(Stored dataset items)
---*---
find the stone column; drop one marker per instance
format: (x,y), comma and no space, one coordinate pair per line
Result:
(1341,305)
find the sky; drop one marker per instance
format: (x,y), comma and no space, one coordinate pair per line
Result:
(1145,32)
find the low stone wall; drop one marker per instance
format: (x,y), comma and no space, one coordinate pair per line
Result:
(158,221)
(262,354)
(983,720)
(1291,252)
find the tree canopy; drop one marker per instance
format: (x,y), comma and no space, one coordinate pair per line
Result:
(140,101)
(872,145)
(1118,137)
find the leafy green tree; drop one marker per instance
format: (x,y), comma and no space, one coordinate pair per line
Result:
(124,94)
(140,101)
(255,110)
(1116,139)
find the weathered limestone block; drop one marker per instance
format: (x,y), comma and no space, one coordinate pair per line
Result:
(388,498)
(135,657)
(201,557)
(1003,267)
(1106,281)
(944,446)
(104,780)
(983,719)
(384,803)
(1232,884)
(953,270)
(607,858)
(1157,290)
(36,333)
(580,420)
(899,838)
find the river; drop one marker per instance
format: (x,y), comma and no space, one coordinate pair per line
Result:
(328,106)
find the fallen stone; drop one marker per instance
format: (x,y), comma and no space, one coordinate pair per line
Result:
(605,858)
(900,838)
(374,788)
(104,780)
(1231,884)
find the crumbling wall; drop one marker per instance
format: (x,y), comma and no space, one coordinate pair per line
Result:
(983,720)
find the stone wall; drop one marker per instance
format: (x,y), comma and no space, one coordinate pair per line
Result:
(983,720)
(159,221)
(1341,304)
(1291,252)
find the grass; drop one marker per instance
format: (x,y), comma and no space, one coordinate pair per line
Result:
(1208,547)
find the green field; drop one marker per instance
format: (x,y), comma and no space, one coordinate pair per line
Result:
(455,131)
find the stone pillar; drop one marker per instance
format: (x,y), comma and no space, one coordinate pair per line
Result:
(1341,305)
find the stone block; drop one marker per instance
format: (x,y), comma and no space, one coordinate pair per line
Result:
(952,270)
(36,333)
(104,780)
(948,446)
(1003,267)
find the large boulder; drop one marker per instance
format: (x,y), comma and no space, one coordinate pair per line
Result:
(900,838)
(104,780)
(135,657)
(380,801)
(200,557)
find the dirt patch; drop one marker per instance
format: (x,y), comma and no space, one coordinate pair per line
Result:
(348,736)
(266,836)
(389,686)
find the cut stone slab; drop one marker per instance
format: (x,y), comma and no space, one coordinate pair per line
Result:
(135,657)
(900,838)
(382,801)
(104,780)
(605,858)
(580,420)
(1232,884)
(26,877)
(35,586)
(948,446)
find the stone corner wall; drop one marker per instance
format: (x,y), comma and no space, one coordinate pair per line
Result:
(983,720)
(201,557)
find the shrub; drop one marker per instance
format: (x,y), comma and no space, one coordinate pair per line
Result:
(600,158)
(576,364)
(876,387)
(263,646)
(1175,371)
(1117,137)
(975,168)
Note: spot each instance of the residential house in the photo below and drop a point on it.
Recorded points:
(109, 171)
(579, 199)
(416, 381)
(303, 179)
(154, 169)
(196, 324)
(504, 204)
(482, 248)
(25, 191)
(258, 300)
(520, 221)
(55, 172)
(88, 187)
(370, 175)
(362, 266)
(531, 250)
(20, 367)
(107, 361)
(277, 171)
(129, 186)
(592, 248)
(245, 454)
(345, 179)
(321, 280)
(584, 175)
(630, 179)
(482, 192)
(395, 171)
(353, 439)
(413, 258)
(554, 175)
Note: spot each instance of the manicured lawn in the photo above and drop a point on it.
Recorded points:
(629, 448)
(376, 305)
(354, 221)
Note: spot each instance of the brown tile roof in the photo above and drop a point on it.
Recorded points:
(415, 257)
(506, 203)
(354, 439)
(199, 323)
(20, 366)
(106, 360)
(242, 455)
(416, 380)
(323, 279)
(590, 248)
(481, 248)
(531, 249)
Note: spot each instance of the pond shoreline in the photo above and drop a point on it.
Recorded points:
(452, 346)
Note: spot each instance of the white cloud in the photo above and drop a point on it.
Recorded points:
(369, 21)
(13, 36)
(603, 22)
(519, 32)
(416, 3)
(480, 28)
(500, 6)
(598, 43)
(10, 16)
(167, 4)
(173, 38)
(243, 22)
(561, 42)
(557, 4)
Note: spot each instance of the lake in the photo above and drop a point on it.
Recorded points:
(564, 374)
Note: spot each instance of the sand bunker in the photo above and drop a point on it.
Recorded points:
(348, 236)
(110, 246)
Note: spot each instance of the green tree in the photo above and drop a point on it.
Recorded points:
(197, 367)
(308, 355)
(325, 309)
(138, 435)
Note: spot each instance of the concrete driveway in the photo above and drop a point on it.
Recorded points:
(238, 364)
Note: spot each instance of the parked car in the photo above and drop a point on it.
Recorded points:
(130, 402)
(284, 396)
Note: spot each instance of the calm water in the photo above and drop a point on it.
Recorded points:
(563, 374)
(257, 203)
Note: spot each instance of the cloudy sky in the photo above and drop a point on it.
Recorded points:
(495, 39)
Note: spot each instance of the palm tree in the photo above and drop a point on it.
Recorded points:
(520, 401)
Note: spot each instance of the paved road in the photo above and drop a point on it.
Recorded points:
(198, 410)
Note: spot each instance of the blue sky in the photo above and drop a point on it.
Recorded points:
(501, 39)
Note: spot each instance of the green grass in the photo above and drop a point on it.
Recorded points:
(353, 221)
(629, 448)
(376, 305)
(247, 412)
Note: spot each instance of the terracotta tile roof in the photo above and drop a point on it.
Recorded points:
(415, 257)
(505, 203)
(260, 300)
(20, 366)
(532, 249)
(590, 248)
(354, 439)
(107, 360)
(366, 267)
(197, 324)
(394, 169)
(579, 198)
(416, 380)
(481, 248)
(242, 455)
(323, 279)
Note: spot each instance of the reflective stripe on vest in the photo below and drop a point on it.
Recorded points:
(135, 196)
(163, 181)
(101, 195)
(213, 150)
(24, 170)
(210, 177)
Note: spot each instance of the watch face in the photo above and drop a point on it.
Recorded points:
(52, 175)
---*---
## Task requirements:
Wherever a line in the data above contains the word "green", copy that line.

## Task answer:
find the leafy green tree; drop one marker per instance
find the green field; drop one marker per instance
Note: spot each instance of the green tree in the photo above and drop a point on it.
Note: spot each instance of the green grass in the photo above and drop a point on it.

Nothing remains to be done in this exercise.